▶ **Material for this exercise**
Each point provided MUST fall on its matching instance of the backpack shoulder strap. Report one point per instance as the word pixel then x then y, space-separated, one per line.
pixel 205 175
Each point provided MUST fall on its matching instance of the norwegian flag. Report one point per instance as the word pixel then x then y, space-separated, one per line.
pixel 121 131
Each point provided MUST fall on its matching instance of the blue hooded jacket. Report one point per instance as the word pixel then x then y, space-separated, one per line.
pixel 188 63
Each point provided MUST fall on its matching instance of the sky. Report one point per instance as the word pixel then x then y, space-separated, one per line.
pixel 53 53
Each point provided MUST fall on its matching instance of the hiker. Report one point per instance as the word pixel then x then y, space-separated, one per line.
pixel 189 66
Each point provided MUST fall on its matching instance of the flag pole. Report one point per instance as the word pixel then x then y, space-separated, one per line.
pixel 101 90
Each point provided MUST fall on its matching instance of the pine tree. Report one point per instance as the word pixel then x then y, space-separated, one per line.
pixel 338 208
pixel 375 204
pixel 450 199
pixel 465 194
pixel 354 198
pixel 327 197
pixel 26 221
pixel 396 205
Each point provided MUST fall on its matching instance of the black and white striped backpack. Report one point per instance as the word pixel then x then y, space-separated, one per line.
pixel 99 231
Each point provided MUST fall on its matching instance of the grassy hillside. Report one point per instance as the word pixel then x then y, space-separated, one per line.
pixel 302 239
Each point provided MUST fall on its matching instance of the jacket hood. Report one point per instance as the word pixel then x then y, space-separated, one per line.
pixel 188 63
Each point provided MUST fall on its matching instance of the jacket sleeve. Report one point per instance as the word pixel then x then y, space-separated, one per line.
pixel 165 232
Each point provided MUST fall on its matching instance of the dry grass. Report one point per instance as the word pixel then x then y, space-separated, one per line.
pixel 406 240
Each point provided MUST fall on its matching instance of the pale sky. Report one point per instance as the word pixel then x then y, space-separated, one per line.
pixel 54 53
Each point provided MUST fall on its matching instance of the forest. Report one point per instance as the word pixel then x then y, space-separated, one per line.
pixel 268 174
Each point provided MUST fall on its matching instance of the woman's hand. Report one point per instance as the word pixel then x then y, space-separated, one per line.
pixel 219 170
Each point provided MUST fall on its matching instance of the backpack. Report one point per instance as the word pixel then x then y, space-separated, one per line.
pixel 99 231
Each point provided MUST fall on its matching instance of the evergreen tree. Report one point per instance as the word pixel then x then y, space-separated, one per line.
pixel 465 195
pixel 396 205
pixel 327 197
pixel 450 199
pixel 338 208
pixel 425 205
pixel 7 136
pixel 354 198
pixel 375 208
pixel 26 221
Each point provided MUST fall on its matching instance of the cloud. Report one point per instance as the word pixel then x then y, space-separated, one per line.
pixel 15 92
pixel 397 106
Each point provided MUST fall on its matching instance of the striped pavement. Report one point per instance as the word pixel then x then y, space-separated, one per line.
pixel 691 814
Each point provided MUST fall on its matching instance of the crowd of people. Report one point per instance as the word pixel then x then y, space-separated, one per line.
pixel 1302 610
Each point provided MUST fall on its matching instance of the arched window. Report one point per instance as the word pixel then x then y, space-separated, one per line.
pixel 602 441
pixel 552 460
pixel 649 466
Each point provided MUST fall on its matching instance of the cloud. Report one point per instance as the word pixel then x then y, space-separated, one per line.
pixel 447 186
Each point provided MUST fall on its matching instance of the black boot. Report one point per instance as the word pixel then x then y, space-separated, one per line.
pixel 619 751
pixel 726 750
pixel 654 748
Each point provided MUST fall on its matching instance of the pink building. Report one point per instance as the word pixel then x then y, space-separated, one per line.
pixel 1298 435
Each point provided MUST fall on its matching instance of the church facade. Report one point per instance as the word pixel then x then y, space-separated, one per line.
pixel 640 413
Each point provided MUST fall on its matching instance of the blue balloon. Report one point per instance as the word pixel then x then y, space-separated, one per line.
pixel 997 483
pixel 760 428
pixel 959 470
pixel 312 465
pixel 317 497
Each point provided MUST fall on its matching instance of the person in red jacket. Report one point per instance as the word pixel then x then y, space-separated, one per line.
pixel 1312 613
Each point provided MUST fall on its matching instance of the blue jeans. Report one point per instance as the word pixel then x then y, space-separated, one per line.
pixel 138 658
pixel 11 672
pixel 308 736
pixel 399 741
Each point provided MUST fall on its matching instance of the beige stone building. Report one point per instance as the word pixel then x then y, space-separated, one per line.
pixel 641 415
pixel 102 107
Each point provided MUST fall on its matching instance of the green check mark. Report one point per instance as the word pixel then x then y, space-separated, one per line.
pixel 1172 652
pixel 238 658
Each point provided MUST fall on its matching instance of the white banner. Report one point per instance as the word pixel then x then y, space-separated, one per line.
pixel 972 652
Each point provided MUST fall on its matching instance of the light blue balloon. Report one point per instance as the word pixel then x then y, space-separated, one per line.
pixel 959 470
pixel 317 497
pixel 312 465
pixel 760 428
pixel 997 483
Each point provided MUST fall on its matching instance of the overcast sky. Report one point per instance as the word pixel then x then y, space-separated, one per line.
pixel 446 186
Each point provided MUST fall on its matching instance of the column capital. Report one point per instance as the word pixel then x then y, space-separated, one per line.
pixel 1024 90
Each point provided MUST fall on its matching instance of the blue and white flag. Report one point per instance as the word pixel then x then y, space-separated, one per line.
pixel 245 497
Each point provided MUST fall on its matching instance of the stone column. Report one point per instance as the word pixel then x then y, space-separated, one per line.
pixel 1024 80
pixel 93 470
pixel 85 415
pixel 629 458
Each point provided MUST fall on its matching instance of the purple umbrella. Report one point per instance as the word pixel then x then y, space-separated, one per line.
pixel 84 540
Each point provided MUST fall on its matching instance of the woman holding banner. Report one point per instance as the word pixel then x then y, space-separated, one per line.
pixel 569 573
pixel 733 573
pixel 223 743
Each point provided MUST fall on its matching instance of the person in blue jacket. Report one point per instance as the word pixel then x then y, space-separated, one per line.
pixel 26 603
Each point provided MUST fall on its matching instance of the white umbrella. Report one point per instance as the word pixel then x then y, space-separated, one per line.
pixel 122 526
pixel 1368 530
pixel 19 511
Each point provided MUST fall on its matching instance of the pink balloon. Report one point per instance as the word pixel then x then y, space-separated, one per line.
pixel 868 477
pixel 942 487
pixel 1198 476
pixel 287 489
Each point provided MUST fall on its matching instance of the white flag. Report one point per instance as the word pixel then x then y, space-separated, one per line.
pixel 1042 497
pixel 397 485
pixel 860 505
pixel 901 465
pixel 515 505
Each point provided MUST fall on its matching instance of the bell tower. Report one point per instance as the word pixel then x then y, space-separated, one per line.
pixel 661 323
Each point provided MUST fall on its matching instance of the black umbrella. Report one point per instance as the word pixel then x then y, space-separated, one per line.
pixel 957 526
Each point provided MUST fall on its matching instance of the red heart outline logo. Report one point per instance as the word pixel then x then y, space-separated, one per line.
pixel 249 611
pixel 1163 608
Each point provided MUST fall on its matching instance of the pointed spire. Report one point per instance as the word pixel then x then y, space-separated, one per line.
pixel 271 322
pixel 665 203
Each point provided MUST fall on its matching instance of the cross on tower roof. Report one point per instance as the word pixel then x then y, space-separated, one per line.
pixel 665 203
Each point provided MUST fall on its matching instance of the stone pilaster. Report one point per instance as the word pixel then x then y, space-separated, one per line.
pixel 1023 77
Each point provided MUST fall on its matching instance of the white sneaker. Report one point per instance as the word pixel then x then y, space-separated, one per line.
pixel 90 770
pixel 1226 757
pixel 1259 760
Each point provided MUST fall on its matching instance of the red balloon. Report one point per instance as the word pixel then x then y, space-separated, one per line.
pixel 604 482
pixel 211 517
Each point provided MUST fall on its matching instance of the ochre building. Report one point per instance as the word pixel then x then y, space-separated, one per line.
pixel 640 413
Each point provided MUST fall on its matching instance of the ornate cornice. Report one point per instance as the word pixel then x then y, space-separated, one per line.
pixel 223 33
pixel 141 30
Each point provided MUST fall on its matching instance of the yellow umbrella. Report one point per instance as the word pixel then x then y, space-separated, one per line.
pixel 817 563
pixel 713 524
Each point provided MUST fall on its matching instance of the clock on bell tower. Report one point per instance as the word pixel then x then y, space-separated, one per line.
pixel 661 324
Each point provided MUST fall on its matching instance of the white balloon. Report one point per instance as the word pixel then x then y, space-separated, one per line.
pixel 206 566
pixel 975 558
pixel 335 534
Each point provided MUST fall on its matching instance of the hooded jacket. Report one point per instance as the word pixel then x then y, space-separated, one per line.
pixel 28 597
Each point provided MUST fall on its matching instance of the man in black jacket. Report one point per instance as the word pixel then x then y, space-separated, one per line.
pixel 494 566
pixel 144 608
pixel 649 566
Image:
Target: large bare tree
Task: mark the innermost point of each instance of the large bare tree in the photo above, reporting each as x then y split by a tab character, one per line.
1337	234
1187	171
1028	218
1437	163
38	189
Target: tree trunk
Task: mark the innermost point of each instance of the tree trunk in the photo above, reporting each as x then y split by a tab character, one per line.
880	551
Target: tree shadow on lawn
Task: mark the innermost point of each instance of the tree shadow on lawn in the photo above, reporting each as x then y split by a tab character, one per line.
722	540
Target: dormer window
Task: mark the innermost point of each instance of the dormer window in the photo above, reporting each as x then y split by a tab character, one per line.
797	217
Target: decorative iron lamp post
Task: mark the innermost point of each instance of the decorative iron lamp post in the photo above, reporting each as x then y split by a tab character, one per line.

▶ **Requirement**
Reproduce the entries above verbatim, from the line with "person in blue" up to and including the line with "pixel 957 526".

▶ **Exercise solution**
Each point provided MUST fall on its matching instance of the person in blue jacket. Report one point per instance as the word pixel then x then y, space-separated, one per line.
pixel 26 603
Each point provided MUST fall on its matching instance of the white umbrella. Report one point per instance as the word pixel then x then y, space-separated, one per line.
pixel 122 526
pixel 1368 530
pixel 19 511
Each point provided MUST fall on its matching instance of the pink balloon. Report one point per instance as the word pixel then x then y, space-separated, one per line.
pixel 868 477
pixel 942 487
pixel 1198 476
pixel 287 489
Each point provided MUST fall on its matching instance of the white flag. Report one point per instance as the word pixel then x then y, space-separated, one per line.
pixel 1042 497
pixel 397 485
pixel 860 505
pixel 901 465
pixel 515 505
Each point provided MUST fall on its matching instance of the bell tower. Report one point per instance as the word pixel then x then y, space-separated, one per line.
pixel 661 323
Each point provided MUST fall on its matching instance of the black umbrella. Report one point per instance as the word pixel then x then y, space-separated, one per line.
pixel 957 526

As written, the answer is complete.